## Qué se pide
• A. Responda a partir del texto sobre Henrietta Leavitt:
(i) ¿Qué se conoce de lo que Henrietta legó a su madre?
(ii) ¿Qué se desconoce de sus largos viajes por Europa?
(iii) ¿Con qué científica se la compara en la historia de la astronomía?
• B. Enumere los tipos de documentos que, según el texto sobre Henrietta Leavitt, no existen sobre su paso por este planeta.

## Fragmento de página
........
A principios del XX, un discreto grupo de mujeres
produjo una serie de resultados científicos que cambiaron el modo de ver
el universo
Emilio J. García (IAA-CSIC) |Sin embargo, apenas existen documentos sobre el paso de Henrietta Leavitt por este planeta. No hay memorias científicas, ni cartas, ni diarios... y tan solo unas pocas fotos. Y, por supuesto, de acuerdo con la tradición de la época en lo referente al reconocimiento del trabajo femenino, apenas existen publicaciones científicas con su firma como primera autora.
En la historia de Henrietta se alternan grandes lagunas desconocidas con anecdóticos episodios muy detallados. Por ejemplo, se conoce la lista de objetos que legó a su madre como testamento, pero no dónde y con quién realizaba largos viajes por Europa durante los años en los que desaparecía sin dejar rastro.
Poco, muy poco, sabemos sobre la personalidad de esta mujer que nunca dejó escrito por qué le interesaban las estrellas, y si es que en realidad lo hacían. Pero el caso es que Henrietta se ha convertido paulatinamente en un icono de la historia de la astronomía. Algo así -salvando las distancias- como la Marie Curie de los astrónomos.
........
## Datos en bruto
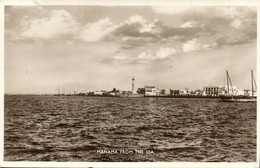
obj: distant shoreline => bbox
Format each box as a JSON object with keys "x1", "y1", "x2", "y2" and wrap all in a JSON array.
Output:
[{"x1": 4, "y1": 94, "x2": 223, "y2": 99}]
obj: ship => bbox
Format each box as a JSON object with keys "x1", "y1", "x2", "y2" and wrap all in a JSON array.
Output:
[{"x1": 220, "y1": 70, "x2": 257, "y2": 102}]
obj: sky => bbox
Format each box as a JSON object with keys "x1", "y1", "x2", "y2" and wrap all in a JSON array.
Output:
[{"x1": 4, "y1": 6, "x2": 257, "y2": 94}]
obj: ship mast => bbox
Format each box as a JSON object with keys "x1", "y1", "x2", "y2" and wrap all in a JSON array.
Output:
[
  {"x1": 251, "y1": 70, "x2": 254, "y2": 97},
  {"x1": 132, "y1": 76, "x2": 135, "y2": 94},
  {"x1": 226, "y1": 70, "x2": 233, "y2": 93}
]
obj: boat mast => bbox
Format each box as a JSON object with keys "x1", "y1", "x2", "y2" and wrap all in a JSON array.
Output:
[
  {"x1": 251, "y1": 70, "x2": 254, "y2": 97},
  {"x1": 226, "y1": 70, "x2": 229, "y2": 93},
  {"x1": 226, "y1": 70, "x2": 233, "y2": 94}
]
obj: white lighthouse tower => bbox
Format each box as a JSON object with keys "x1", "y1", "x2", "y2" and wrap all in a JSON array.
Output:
[{"x1": 132, "y1": 76, "x2": 136, "y2": 94}]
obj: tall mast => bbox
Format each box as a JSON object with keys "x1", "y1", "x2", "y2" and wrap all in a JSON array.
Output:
[
  {"x1": 58, "y1": 86, "x2": 60, "y2": 95},
  {"x1": 226, "y1": 70, "x2": 229, "y2": 93},
  {"x1": 251, "y1": 70, "x2": 254, "y2": 97},
  {"x1": 132, "y1": 76, "x2": 135, "y2": 94}
]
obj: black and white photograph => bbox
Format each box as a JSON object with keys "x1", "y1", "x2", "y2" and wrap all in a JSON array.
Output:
[{"x1": 2, "y1": 1, "x2": 258, "y2": 163}]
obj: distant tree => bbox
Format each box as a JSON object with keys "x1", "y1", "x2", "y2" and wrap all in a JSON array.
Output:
[
  {"x1": 112, "y1": 88, "x2": 116, "y2": 92},
  {"x1": 136, "y1": 88, "x2": 145, "y2": 94}
]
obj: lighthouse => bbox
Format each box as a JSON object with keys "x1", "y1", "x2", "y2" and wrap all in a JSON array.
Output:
[{"x1": 132, "y1": 76, "x2": 136, "y2": 94}]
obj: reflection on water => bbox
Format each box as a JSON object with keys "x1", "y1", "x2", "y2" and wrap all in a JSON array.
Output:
[{"x1": 4, "y1": 96, "x2": 256, "y2": 162}]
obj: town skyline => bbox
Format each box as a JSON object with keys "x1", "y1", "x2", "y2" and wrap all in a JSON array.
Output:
[{"x1": 4, "y1": 6, "x2": 257, "y2": 94}]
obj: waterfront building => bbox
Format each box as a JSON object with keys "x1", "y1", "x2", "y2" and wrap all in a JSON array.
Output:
[
  {"x1": 218, "y1": 86, "x2": 241, "y2": 95},
  {"x1": 203, "y1": 86, "x2": 220, "y2": 96},
  {"x1": 165, "y1": 89, "x2": 171, "y2": 96},
  {"x1": 144, "y1": 86, "x2": 160, "y2": 96},
  {"x1": 94, "y1": 90, "x2": 106, "y2": 95}
]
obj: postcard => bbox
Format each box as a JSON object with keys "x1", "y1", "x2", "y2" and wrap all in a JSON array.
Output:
[{"x1": 1, "y1": 0, "x2": 259, "y2": 168}]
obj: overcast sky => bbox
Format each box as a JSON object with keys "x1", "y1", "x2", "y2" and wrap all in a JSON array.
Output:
[{"x1": 5, "y1": 6, "x2": 257, "y2": 94}]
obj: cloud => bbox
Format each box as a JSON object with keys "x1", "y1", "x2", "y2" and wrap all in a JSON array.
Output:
[
  {"x1": 180, "y1": 21, "x2": 197, "y2": 28},
  {"x1": 21, "y1": 10, "x2": 79, "y2": 39},
  {"x1": 79, "y1": 17, "x2": 117, "y2": 42},
  {"x1": 152, "y1": 5, "x2": 192, "y2": 14},
  {"x1": 182, "y1": 38, "x2": 214, "y2": 53},
  {"x1": 156, "y1": 47, "x2": 176, "y2": 59},
  {"x1": 137, "y1": 47, "x2": 176, "y2": 61},
  {"x1": 230, "y1": 19, "x2": 242, "y2": 29}
]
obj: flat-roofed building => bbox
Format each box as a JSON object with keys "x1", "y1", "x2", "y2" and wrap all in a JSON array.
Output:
[
  {"x1": 203, "y1": 86, "x2": 220, "y2": 96},
  {"x1": 144, "y1": 86, "x2": 160, "y2": 96}
]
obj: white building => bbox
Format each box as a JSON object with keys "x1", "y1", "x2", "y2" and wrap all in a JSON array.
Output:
[
  {"x1": 144, "y1": 86, "x2": 160, "y2": 96},
  {"x1": 203, "y1": 86, "x2": 220, "y2": 96}
]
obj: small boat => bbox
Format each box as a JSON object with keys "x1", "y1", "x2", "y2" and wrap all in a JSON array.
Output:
[{"x1": 220, "y1": 70, "x2": 257, "y2": 102}]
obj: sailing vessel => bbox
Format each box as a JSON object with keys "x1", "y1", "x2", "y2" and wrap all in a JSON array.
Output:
[{"x1": 220, "y1": 70, "x2": 257, "y2": 102}]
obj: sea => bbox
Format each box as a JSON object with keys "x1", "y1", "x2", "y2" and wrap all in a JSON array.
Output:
[{"x1": 4, "y1": 95, "x2": 257, "y2": 162}]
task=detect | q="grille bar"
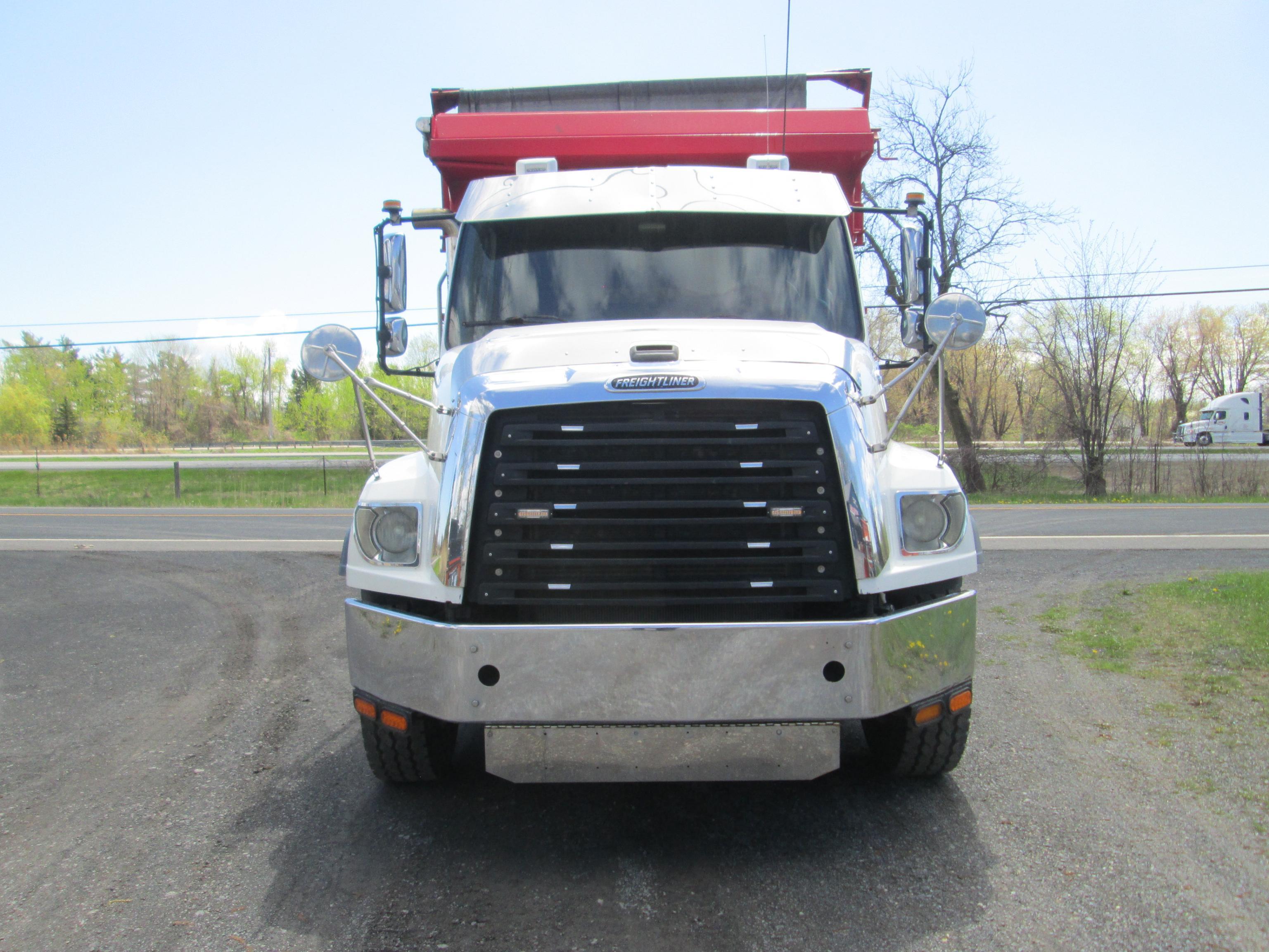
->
........
## Respuestas por tarea
• A.
(i) La lista de objetos que le legó como testamento.
(ii) Dónde y con quién los realizaba.
(iii) Con Marie Curie.

• B.
- Memorias científicas
- Cartas
- Diarios